- [Material]
※ ※ ※

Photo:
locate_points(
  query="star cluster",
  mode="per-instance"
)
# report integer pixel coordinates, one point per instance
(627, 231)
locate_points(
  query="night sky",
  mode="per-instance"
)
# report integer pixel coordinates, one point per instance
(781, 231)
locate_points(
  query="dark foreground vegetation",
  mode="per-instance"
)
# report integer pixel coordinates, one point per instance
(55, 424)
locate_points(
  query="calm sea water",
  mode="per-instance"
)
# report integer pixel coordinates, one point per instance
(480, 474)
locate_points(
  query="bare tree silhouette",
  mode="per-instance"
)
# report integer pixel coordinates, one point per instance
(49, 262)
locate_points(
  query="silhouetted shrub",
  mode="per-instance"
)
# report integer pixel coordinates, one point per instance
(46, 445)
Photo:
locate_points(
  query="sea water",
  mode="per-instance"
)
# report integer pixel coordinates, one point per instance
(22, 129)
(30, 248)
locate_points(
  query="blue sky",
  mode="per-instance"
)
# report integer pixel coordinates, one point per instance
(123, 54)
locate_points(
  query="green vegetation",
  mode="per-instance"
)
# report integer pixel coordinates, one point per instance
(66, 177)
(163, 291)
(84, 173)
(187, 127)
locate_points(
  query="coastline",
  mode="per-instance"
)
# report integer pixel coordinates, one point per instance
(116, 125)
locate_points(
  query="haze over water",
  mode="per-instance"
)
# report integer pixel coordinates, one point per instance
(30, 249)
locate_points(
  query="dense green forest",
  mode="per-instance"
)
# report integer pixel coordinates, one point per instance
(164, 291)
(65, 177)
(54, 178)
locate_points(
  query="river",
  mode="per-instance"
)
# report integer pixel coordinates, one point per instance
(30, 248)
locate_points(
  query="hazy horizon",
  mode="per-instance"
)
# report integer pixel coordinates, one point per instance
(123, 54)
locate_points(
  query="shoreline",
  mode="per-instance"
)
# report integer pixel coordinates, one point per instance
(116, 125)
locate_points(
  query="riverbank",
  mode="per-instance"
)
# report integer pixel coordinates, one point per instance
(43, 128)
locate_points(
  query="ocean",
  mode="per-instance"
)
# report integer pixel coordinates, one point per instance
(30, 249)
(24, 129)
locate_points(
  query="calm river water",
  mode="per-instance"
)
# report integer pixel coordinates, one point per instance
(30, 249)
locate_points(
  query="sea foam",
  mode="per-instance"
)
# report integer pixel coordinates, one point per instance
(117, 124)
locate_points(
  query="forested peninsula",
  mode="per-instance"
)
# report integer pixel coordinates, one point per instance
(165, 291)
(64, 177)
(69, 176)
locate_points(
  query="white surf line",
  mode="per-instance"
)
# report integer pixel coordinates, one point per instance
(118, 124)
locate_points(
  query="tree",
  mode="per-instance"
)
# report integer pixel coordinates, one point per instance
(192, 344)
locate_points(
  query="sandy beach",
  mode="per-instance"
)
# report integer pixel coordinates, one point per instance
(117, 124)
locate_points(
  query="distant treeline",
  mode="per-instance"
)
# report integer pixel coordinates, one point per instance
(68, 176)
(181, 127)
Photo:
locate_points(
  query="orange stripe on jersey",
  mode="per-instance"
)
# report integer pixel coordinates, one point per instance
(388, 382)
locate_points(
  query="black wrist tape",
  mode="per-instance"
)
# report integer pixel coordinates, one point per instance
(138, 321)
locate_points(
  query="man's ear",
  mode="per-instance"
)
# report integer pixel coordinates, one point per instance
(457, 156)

※ ※ ※

- [Prompt] Retype all of the data shown above, word for word.

- [Written answer]
Photo:
locate_points(
  query="star cluster",
  mode="per-instance"
)
# report integer pixel coordinates, one point per instance
(627, 231)
locate_points(
  query="night sky",
  mode="per-instance"
)
# report integer pixel coordinates, one point per instance
(781, 231)
locate_points(
  query="dark foreground vegetation",
  mode="per-instance"
)
# report integer pixel coordinates, one point per instance
(55, 424)
locate_points(
  query="calm sea water",
  mode="per-instance"
)
# report integer pixel coordinates, one point per instance
(480, 474)
locate_points(
  query="bare tree silhouette",
  mode="per-instance"
)
# report integer pixel coordinates, one point per instance
(49, 262)
locate_points(
  query="silhouetted shrub",
  mode="per-instance"
)
# report integer pixel coordinates, one point per instance
(46, 445)
Photo:
locate_points(
  query="sea water",
  mode="per-instance"
)
# report integer pixel coordinates, one point per instance
(22, 129)
(30, 248)
locate_points(
  query="blue sky",
  mode="per-instance"
)
# report integer pixel coordinates, one point per instance
(123, 54)
locate_points(
  query="green vegetation",
  mode="per-instance"
)
# report integer pixel coordinates, one point per instance
(66, 177)
(163, 291)
(84, 173)
(187, 127)
locate_points(
  query="coastline",
  mode="per-instance"
)
# report integer pixel coordinates, one point per instance
(116, 125)
locate_points(
  query="haze over water",
  mode="per-instance"
)
# report integer pixel coordinates, one point per instance
(30, 249)
locate_points(
  query="dense green forest",
  mode="per-instance"
)
# report integer pixel coordinates, one point per instance
(164, 291)
(65, 177)
(54, 178)
locate_points(
  query="river",
  mode="per-instance"
)
# report integer pixel coordinates, one point per instance
(30, 248)
locate_points(
  query="hazy horizon",
  mode="per-instance"
)
# report integer pixel coordinates, one point per instance
(123, 54)
locate_points(
  query="shoreline",
  mode="per-instance"
)
# report integer pixel coordinates, one point per instance
(116, 125)
locate_points(
  query="riverbank",
  mode="per-instance"
)
# report integer pixel coordinates, one point per instance
(43, 128)
locate_points(
  query="ocean",
  mode="per-instance"
)
# report integer pixel coordinates, one point per instance
(30, 249)
(24, 129)
locate_points(
  query="calm river water",
  mode="per-instance"
)
# report integer pixel coordinates, one point per instance
(30, 249)
locate_points(
  query="sea foam",
  mode="per-instance"
)
# report integer pixel coordinates, one point per instance
(117, 124)
locate_points(
  query="forested peninsula",
  mode="per-instance"
)
# report integer pixel coordinates, one point per instance
(165, 291)
(64, 177)
(69, 176)
locate_points(
  query="white surf line",
  mode="per-instance"
)
# report integer pixel coordinates, one point per instance
(118, 124)
locate_points(
  query="tree",
  mode="per-instance"
)
# report integer pixel coordinates, one point per instance
(192, 344)
locate_points(
  query="sandy beach",
  mode="per-instance"
)
# report integer pixel coordinates, one point per instance
(117, 124)
locate_points(
  query="distant treeline",
  mode="per-instance"
)
# report integer pixel coordinates, one point per instance
(68, 176)
(181, 127)
Photo:
locate_points(
  query="orange stripe on jersey",
  mode="per-instance"
)
# report integer pixel coordinates, one point per instance
(388, 382)
locate_points(
  query="black wrist tape",
  mode="per-instance"
)
# report integer pixel coordinates, one point per instance
(138, 321)
locate_points(
  query="man's ear",
  mode="per-instance"
)
# report integer pixel coordinates, one point per instance
(457, 156)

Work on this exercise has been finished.